■ **Exercise**:
For this exercise, reproduce each entry below exactly, excluding pictures.

■ **Data provided**:
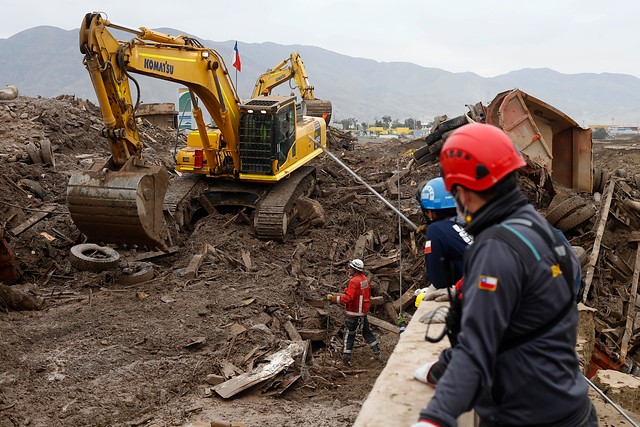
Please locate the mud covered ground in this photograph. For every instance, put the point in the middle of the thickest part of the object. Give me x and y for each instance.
(110, 354)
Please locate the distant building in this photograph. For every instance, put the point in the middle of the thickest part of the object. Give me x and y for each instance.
(618, 130)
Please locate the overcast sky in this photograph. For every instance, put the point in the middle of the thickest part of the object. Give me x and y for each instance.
(487, 37)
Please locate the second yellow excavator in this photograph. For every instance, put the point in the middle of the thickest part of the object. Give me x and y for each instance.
(256, 157)
(293, 71)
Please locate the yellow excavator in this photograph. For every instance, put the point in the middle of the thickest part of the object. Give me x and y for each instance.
(293, 71)
(256, 157)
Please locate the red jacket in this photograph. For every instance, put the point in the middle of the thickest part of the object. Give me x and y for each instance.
(357, 296)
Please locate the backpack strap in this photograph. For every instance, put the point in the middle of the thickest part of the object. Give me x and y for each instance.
(505, 231)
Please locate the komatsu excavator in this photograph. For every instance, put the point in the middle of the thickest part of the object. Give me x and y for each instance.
(256, 157)
(295, 71)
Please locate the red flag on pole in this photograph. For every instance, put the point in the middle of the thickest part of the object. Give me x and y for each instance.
(236, 58)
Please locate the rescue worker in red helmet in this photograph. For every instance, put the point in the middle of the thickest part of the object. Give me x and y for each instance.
(446, 239)
(514, 360)
(356, 300)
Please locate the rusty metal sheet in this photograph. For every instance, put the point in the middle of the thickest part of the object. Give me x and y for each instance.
(547, 137)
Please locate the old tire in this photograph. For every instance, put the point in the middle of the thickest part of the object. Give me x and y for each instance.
(136, 272)
(92, 257)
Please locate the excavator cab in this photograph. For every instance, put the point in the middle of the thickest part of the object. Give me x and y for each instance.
(267, 134)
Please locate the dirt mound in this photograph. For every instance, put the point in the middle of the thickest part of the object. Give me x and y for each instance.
(107, 353)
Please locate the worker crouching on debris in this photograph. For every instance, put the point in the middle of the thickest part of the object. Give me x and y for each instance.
(513, 359)
(356, 300)
(446, 239)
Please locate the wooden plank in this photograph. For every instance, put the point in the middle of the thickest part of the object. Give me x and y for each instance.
(313, 334)
(361, 243)
(395, 389)
(278, 362)
(602, 221)
(153, 254)
(292, 331)
(390, 310)
(383, 325)
(192, 269)
(631, 307)
(376, 301)
(383, 262)
(404, 301)
(34, 219)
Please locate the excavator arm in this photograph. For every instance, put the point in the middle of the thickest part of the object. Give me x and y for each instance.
(293, 68)
(121, 201)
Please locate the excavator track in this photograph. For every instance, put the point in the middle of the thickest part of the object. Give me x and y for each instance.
(277, 208)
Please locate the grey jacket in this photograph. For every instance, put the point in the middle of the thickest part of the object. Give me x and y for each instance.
(536, 383)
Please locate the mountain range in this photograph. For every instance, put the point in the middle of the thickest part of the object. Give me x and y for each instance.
(46, 61)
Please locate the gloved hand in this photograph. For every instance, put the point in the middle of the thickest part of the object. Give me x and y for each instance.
(430, 372)
(439, 295)
(425, 423)
(426, 290)
(439, 315)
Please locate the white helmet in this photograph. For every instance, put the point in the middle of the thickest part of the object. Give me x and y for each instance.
(356, 264)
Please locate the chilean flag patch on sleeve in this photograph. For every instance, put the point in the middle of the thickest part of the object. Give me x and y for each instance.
(488, 283)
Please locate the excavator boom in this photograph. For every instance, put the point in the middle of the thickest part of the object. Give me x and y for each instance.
(294, 71)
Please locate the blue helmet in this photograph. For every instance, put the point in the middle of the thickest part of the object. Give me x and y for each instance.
(435, 196)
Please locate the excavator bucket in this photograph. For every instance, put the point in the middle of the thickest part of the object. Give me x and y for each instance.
(121, 207)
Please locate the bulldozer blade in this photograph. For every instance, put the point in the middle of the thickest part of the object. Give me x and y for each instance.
(121, 207)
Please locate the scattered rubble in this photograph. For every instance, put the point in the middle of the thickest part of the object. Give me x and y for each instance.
(152, 339)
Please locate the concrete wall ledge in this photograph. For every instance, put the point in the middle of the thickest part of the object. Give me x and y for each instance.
(396, 397)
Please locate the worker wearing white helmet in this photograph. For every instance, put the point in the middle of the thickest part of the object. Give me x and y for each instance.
(356, 301)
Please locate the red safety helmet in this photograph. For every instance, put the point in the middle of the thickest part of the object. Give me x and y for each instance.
(476, 156)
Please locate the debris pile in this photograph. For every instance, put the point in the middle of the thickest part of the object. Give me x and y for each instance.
(224, 315)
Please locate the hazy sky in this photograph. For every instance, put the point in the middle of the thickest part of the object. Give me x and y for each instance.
(487, 37)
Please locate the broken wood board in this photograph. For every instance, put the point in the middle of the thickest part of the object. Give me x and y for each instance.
(383, 325)
(192, 269)
(150, 255)
(383, 262)
(34, 219)
(278, 362)
(292, 331)
(602, 221)
(405, 300)
(631, 307)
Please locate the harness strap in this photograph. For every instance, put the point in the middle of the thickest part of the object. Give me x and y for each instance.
(523, 246)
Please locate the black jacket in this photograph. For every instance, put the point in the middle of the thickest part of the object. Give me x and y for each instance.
(504, 296)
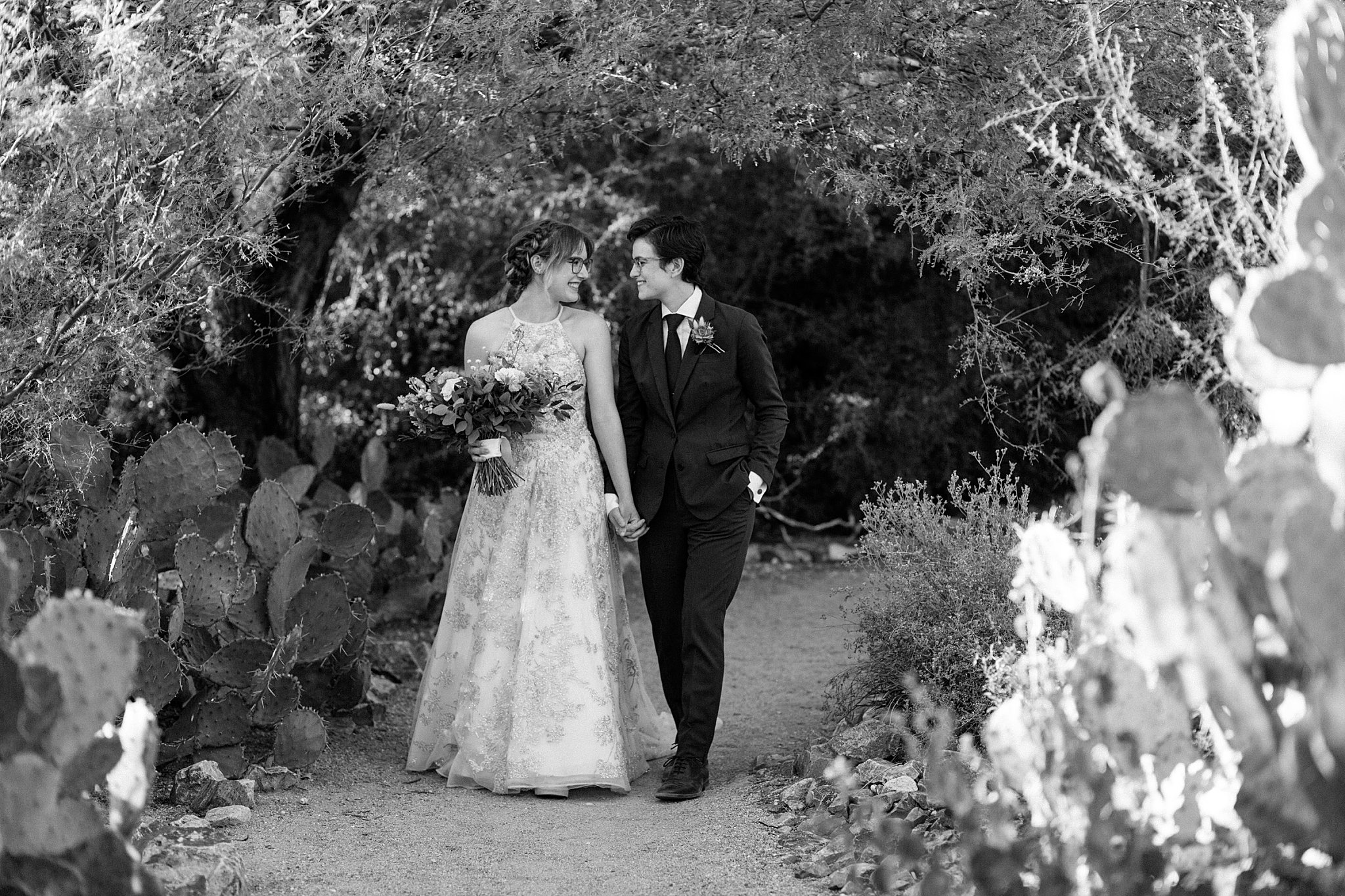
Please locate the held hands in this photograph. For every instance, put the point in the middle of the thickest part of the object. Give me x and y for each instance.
(627, 521)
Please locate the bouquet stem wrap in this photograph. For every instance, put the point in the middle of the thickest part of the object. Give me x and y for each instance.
(494, 476)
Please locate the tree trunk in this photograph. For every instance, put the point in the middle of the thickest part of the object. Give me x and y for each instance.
(256, 393)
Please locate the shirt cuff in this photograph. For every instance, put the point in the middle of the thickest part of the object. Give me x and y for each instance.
(757, 486)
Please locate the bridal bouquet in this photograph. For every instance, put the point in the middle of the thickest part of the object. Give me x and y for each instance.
(485, 405)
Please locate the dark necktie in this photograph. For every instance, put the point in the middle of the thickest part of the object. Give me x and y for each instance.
(673, 351)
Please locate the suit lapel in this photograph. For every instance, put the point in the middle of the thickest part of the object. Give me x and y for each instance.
(654, 344)
(693, 352)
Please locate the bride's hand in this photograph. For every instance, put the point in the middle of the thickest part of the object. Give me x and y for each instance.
(635, 527)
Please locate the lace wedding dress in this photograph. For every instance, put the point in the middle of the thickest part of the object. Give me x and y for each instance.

■ **Answer to this task**:
Please locate the mud covered ground in this photograph. For every instance, put the point in the middle of the thickest part of the object. Give me x and y for each instance.
(110, 354)
Please locate the distant building in this photograph. For every instance, put the point in the middle of the thickest part of the object. Give me x and y for each instance.
(618, 130)
Please locate the overcast sky in this photograph. For every instance, put the point in the middle of the thickest part of the object. Give me x and y for each instance.
(487, 37)
Please locate the second yellow excavator in this photograph. For every instance, put the point in the middle of the thickest part of the object. Give me x and y for each instance.
(256, 157)
(293, 71)
Please locate the yellow excavator in this photograph. For every instance, put the point in the middle of the thickest part of the object. Give me x and y for each instance.
(293, 71)
(256, 157)
Please locate the red jacket in this photograph. For every instance, put the point in the middle of the thickest part of the object. Give me x and y for each instance.
(357, 296)
Please locate the backpack strap in this photograph. For every instance, put the point in the middle of the thickest part of the object. Give me x and y for each instance.
(505, 231)
Please locate the komatsu excavator in this photograph. For every instance, put the point in the middle of the thickest part of the object. Give me x and y for each instance.
(256, 157)
(295, 71)
Please locate the red flag on pole in this photograph. For every instance, put the point in the middle of the thickest part of the object. Give me x and y for each instance.
(236, 58)
Please locate the rescue worker in red helmet in this photograph. For every instance, put the point in the middle of the thickest part of the object. Give me x and y for each instance.
(446, 239)
(514, 360)
(356, 300)
Please locate the rusty metal sheet in this photograph. For every instance, put the point in the middle of the thickest part of the object. Give me x and y for each instance.
(547, 137)
Please locate the old tire in this photograph. For every instance, put the point in the middle of the thickest part of the object. Give me x and y for each instance.
(136, 272)
(92, 257)
Please locate the excavator cab in this photograph. For every instance, put the point in the middle of the thickest part of the object. Give me x and y for each instance.
(267, 134)
Please locate the dirt mound in this photograph. For every instance, put the point in the middle of the thickest part of the object. Give me x and y for each instance.
(107, 353)
Please locate the worker crouching on debris in this photograph. For every instance, put the point in the middle of the thickest part of the object. Give me x and y for each instance.
(513, 359)
(356, 300)
(446, 239)
Please locate the wooden plank in this photograph. For every instance, put the point in the middle of the thickest part of the object. Give me x and y for each instance.
(313, 334)
(361, 243)
(395, 389)
(278, 362)
(602, 221)
(153, 254)
(292, 331)
(390, 310)
(383, 325)
(192, 269)
(631, 307)
(376, 301)
(383, 262)
(404, 301)
(34, 219)
Please locate the excavator arm in this photograph. For every instance, put the point in the middle of the thickest part of the object. Give me x and y for each instance.
(293, 68)
(121, 201)
Please locate the excavator track in this photograph. For every instance, put the point in the middle of the thickest part of the object. Give me x and y for each instance.
(277, 208)
Please locate the grey jacket in this photograph. For every instance, put the point in the middle of the thickest part of the object. Give me x and y for each instance.
(536, 383)
Please locate the mountain range in this photograph. For every instance, put the point in the middle of the thickest part of the object. Give me x and y for each instance.
(46, 61)
Please locate the gloved hand in this photograph. For every instance, put the point in the middle of the thickest part of the object. Give me x and y for each instance.
(430, 372)
(439, 295)
(425, 423)
(426, 290)
(439, 315)
Please locate the white helmet in this photograph. For every instance, put the point in the middle of the thickest part of the object. Give me x and y for each instance.
(356, 264)
Please locate the chilean flag patch on sleeve in this photograph. For every instance, put the point in the middle of the thickest part of the object. Give me x and y for each instance.
(488, 283)
Please locate the excavator boom in this photograph. For every instance, put the point in the middle of the thickest part of the object. Give me x and y for each instance.
(294, 71)
Please locate the blue helmet in this photograph. For every instance, put the point in the middle of the thickest part of the object. Give me x and y for each instance.
(435, 196)
Please locate the excavator bucket in this photograph. For every instance, put the point in the middle of the thickest part of the object. Give me x and y for each instance.
(121, 207)
Please locate the bulldozer blade in this photograph. For every instance, put the point in the middle of the thickest part of the object. Give me x and y for each instance.
(121, 207)
Please locate the scattered rubble in this photograph. For every instance, put the point in the middle of the thickest part of the object. Give me x and y for each instance.
(152, 339)
Please locate the concrete wall ledge in this photograph. For every instance, put the point in the middle of the thickest part of the object. Give me x and y for each instance.
(396, 397)
Please locate the worker wearing white helmet in this photograph. For every instance, put the point in the middle of the thickest part of the object. Give me x and y for each instance.
(356, 301)
Please locate the red safety helmet in this photograph. For every instance, put the point in the middle of the thickest part of the object. Give me x and y for each instance.
(476, 156)
Please locate the debris pile in this photograph. For every instance, put the point in the middle of the thickest part of the object. Give me x and y for each instance.
(224, 315)
Please locate the hazy sky in this photograph. For every instance, put the point in the middle of the thickest part of the object. Give me x and y for each instance.
(487, 37)
Please locate the broken wood board in this photograph. For every instance, put the point in the middle of the thickest part of the object. Give me x and y for each instance.
(383, 325)
(192, 269)
(150, 255)
(383, 262)
(34, 219)
(278, 362)
(292, 331)
(602, 221)
(405, 300)
(631, 307)
Please locate the harness strap in this photograph. For every instance, put the point in the middle of the thickest part of the object. Give me x and y for each instance.
(523, 246)
Please locate the black jacket in this photograph. For every instance, put the point in the middle of the thickest part of the object. Give me x and y for each instance.
(504, 296)
Please locate the held hands in this photograph. For every instance, put the point in the middle of the thickest part of the object. Give me x and y for each instance.
(627, 521)
Please locate the bouquet stem wrap in this photograph. For every instance, put the point in the middle of the thickest part of the object. Give me x and y for each instance.
(494, 476)
Please locate the tree trunk in this photograph. For every instance, put the point in the middle of the thickest part of the object. Give me x and y for each instance.
(256, 393)
Please locate the shirt cuff in this photograph. For every instance, put the point in the middle of the thickest part of the object. Give me x and y for each instance.
(757, 486)
Please locate the bridal bouquet in this photograph. For every instance, put the point in the middle of the thickest part of the object. Give me x and y for each instance.
(485, 405)
Please locate the dark necktie in this photograph. For every instance, put the point in the middle of the thickest part of the object. Give me x and y for each instance.
(673, 351)
Please locate the suit lapel in this photograph. For every instance, put the point in the middle of the thickest part of the object. Give me x and y for each instance.
(654, 344)
(693, 352)
Please locate the bride's hand in this photograph. For every instance, put the point in the middle of the thickest part of the object. Give me x and y for each instance.
(635, 527)
Please locate the lace wedding dress in this photograph. For every instance, put the point in the middle of the thickest part of the object. Give me x and y for each instance.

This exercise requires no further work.